Task details: Pick up the piece below on setting intentions and letting go of old goals, and keep writing it from its last sentence.

Yes, yes, I know, the path to hell is paved with good intentions! In this case, however, the intentions let us be good to ourselves, understanding that we aren’t in control of the outcomes, but still plowing ahead in the direction of our dreams.
Life does not bend to our will; it's a delicate dance of fate and will. Desiring that things happen exactly as we want them without some perspective is a recipe for suffering, because we will never get exactly what we want. Just take a stock of your life and you'll see that very few things happened exactly as you had wanted them. I know this is very true for my life. Now, take a moment and wonder, what if all the things that have happend, and all the people that have come into your life did so for a powerful, transformative reason, what if that all came so you could, indeed, make 2019 the best year yet? Are you still holding on to the old “goals” and fantasies that didn’t happen, like my learning to play the guitar or are you letting go of them in pursuit of a bigger picture?
Don't waste the call from the universe to thrive as a new you.

Records shown:

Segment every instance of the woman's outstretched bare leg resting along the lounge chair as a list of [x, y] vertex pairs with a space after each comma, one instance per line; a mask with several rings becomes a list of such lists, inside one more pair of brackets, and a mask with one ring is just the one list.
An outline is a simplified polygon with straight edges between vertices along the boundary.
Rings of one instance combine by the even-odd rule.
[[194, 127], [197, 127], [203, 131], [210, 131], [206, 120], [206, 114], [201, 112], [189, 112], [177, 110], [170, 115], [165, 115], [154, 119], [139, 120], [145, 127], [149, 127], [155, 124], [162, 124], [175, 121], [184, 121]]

==

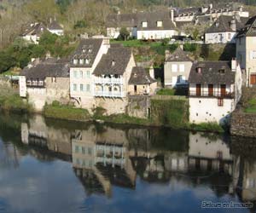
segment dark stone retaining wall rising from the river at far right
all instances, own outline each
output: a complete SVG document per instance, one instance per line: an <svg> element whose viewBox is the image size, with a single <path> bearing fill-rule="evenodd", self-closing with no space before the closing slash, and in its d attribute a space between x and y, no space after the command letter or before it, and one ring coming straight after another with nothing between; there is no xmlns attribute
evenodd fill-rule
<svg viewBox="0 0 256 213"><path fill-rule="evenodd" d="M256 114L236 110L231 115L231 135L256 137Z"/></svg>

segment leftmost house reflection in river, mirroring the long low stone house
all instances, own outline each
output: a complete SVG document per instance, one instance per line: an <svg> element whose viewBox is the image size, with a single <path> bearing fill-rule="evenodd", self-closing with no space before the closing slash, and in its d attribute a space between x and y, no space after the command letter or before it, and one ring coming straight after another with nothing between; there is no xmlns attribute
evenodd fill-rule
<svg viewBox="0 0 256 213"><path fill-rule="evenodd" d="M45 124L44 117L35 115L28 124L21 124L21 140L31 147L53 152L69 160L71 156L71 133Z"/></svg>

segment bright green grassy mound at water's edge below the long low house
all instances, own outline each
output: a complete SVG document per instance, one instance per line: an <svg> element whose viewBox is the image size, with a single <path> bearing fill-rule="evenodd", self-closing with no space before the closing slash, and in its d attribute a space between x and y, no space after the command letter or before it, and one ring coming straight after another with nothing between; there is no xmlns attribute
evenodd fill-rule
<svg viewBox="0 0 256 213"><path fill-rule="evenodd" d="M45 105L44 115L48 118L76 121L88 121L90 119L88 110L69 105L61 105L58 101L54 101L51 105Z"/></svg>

Response to the task:
If 2018 has taught me anything is that true happiness comes from surrender, from letting go and allowing life to unfold as it might. Life *will* unfold according it's own will, whether we like it or not, but resisting it robs us from happiness in this very moment, in the now--the only moment we truly have.
There's a reason you are where you are right now; it's not so you can continue on the old, rugged path of years ago, but so that you can forge a new one.
Don't waste the opportunty to have your true self shine through.
Put the hand on your heart, feel the beat, and seize what is in front of you. The window of opportunity is a moving target, as is life; don't waste it.